# Start of Supplied data
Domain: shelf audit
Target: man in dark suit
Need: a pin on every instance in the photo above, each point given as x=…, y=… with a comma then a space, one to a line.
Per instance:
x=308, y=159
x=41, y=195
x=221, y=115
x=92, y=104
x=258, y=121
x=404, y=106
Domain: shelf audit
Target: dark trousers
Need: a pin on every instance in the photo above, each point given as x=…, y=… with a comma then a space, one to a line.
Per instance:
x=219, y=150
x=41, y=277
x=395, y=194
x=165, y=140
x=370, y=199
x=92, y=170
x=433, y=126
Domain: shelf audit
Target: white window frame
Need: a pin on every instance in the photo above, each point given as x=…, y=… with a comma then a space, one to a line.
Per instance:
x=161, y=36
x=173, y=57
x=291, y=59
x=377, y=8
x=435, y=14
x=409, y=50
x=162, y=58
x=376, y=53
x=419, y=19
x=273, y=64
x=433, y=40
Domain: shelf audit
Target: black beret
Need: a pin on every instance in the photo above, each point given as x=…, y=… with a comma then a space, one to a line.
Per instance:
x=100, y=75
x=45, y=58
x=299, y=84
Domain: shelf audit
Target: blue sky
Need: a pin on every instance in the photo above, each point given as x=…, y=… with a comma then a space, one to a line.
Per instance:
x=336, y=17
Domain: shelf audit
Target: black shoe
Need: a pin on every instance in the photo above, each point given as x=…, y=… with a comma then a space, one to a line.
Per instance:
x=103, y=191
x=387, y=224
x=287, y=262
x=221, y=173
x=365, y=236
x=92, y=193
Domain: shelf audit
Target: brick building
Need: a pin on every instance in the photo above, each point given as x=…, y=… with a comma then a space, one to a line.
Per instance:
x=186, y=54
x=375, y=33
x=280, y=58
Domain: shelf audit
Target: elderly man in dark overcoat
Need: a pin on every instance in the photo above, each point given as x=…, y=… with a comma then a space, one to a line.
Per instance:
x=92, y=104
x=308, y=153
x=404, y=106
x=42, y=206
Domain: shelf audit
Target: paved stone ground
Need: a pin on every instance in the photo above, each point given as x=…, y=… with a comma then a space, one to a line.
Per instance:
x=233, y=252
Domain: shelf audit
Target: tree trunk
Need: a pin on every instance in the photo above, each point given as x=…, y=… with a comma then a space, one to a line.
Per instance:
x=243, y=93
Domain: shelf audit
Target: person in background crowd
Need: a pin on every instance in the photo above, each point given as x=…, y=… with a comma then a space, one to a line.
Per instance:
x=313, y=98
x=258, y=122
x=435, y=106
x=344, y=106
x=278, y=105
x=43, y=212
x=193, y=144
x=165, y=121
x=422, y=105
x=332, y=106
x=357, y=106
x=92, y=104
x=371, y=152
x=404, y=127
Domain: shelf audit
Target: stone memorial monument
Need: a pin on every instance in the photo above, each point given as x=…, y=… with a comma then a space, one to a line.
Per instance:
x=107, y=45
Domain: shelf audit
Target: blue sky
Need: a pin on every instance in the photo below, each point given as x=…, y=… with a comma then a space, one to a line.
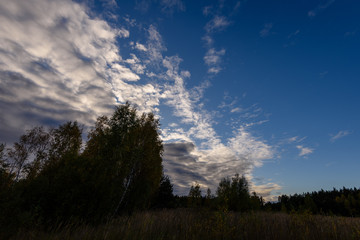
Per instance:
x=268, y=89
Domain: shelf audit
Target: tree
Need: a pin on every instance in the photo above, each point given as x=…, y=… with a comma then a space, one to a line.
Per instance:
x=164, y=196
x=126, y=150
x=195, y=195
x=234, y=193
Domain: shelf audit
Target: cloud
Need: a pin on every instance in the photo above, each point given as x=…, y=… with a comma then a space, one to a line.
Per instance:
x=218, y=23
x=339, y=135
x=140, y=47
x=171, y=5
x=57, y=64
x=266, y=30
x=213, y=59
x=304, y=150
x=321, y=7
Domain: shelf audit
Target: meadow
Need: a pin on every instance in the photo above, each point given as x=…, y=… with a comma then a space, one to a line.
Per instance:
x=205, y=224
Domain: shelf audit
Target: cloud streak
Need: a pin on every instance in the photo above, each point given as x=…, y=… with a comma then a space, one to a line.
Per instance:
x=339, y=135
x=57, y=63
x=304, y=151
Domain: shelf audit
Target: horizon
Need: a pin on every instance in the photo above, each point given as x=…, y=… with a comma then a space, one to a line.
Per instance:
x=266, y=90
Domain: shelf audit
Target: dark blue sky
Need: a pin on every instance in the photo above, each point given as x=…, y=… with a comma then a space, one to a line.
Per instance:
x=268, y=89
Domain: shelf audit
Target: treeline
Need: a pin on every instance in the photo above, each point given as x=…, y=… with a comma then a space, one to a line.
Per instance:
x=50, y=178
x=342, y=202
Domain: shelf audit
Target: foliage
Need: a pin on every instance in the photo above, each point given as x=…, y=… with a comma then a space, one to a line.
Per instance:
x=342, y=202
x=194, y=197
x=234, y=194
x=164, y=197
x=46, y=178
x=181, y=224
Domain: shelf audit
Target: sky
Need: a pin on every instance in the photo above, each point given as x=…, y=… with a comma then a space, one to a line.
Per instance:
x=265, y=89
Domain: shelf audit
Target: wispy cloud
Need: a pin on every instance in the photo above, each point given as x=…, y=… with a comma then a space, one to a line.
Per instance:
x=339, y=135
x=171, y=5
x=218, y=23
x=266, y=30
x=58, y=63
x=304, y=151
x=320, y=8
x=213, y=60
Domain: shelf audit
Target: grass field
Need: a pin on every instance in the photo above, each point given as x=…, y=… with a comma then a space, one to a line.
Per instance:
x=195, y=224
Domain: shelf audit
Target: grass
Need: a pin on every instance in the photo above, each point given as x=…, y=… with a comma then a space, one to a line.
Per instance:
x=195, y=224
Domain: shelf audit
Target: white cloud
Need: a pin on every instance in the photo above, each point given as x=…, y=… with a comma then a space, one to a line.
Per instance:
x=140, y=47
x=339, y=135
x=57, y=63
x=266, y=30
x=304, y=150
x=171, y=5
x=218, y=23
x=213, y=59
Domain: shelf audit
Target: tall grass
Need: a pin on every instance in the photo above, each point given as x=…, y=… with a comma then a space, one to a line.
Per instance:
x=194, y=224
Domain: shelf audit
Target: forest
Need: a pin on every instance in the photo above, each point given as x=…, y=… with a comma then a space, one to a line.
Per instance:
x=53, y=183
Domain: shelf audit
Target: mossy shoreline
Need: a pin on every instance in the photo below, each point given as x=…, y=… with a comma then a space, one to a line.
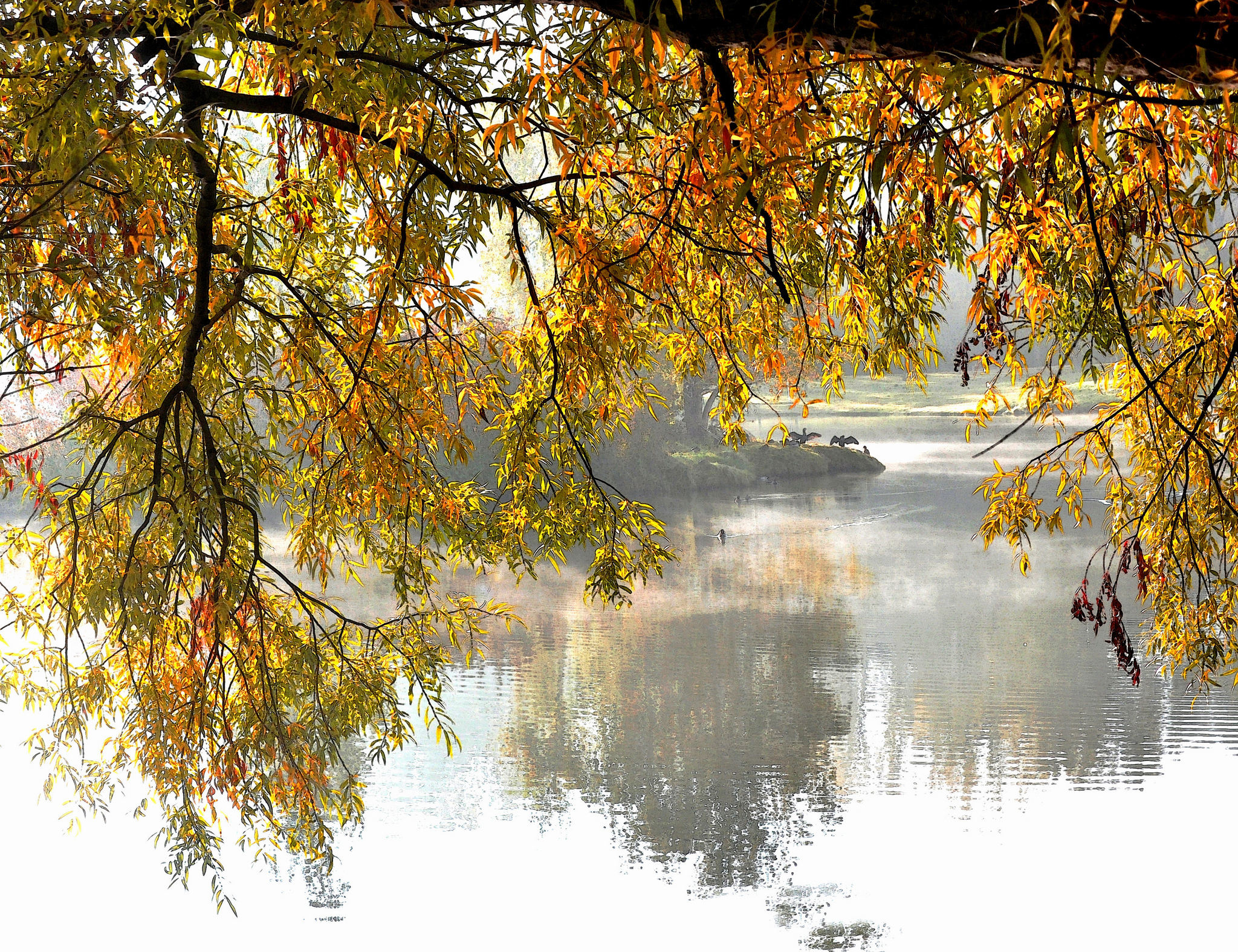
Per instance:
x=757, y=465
# End of Supplied data
# Start of Supplied data
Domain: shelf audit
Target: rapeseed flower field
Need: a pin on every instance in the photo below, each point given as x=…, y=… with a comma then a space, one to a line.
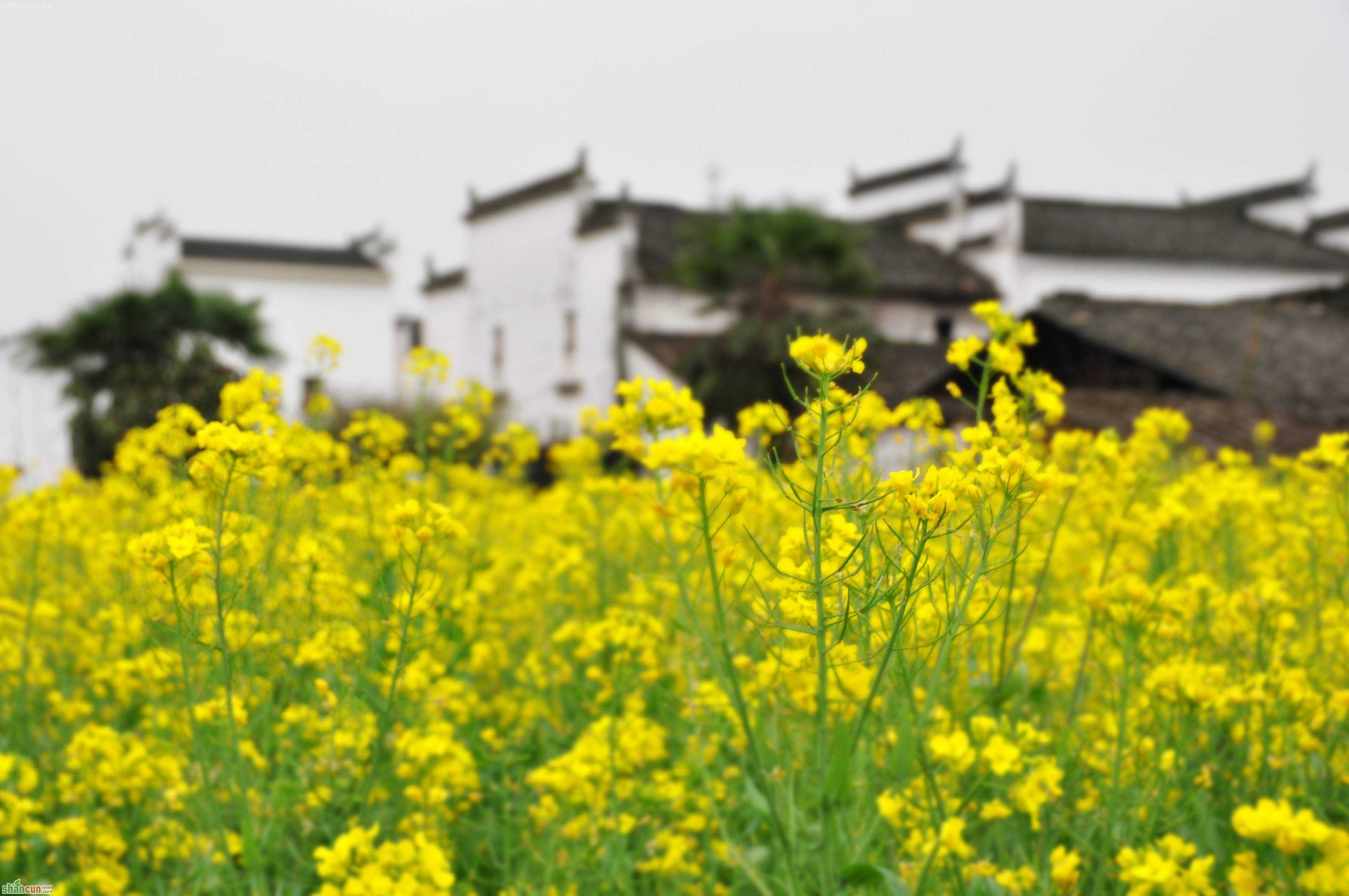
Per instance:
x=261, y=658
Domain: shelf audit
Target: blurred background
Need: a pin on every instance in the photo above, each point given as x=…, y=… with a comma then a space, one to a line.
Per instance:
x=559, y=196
# End of Supplied data
# Start of Supplied data
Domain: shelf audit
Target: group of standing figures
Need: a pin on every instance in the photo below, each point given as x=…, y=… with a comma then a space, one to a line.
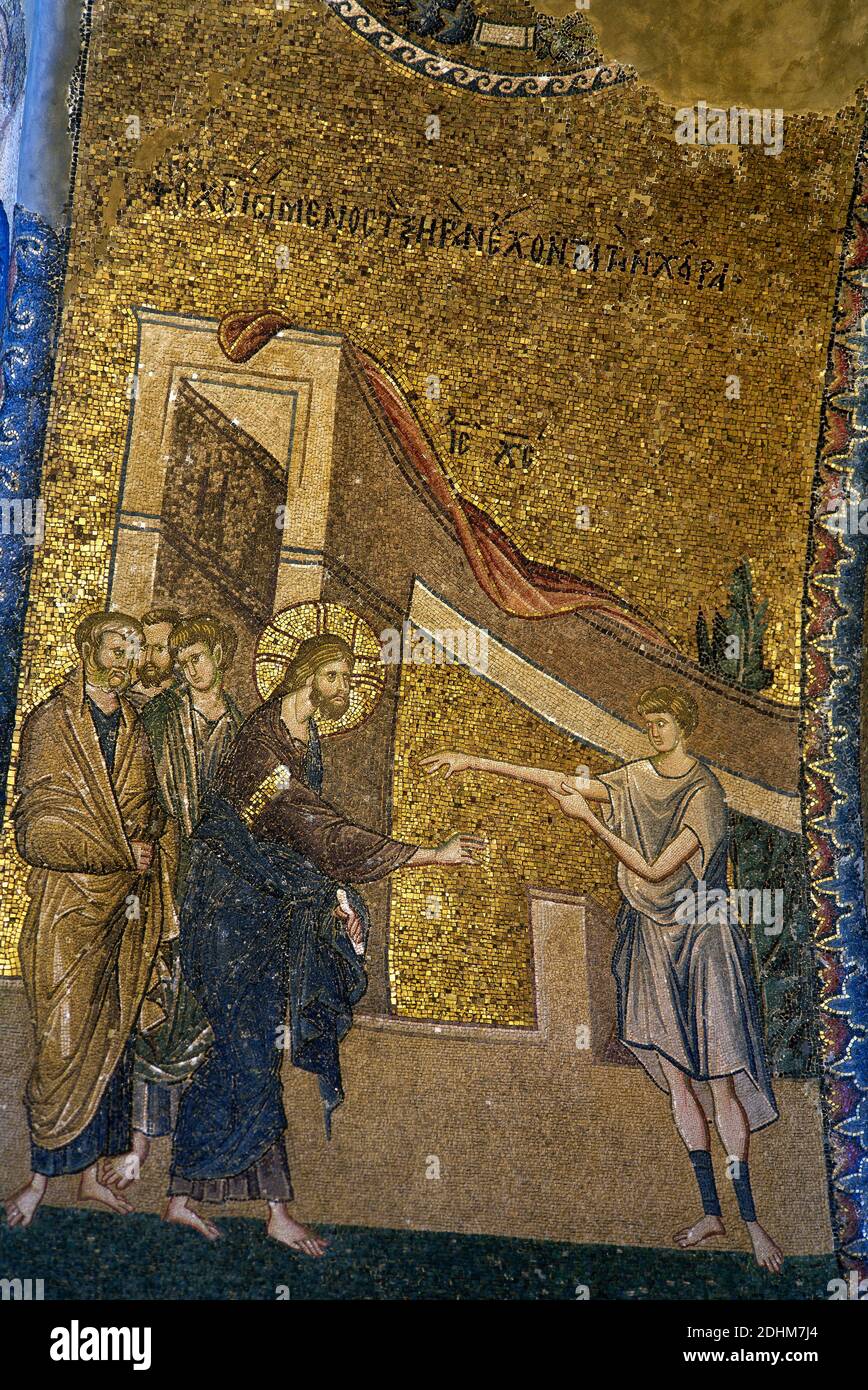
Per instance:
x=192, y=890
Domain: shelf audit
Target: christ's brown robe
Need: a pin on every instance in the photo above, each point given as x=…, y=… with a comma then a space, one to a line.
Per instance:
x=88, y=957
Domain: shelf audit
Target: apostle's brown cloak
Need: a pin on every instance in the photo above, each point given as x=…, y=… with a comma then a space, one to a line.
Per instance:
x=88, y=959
# End of Supplied data
* [What you have to do]: Count the lines in the records that contain the word "stone" and give only that number.

* [The output]: 2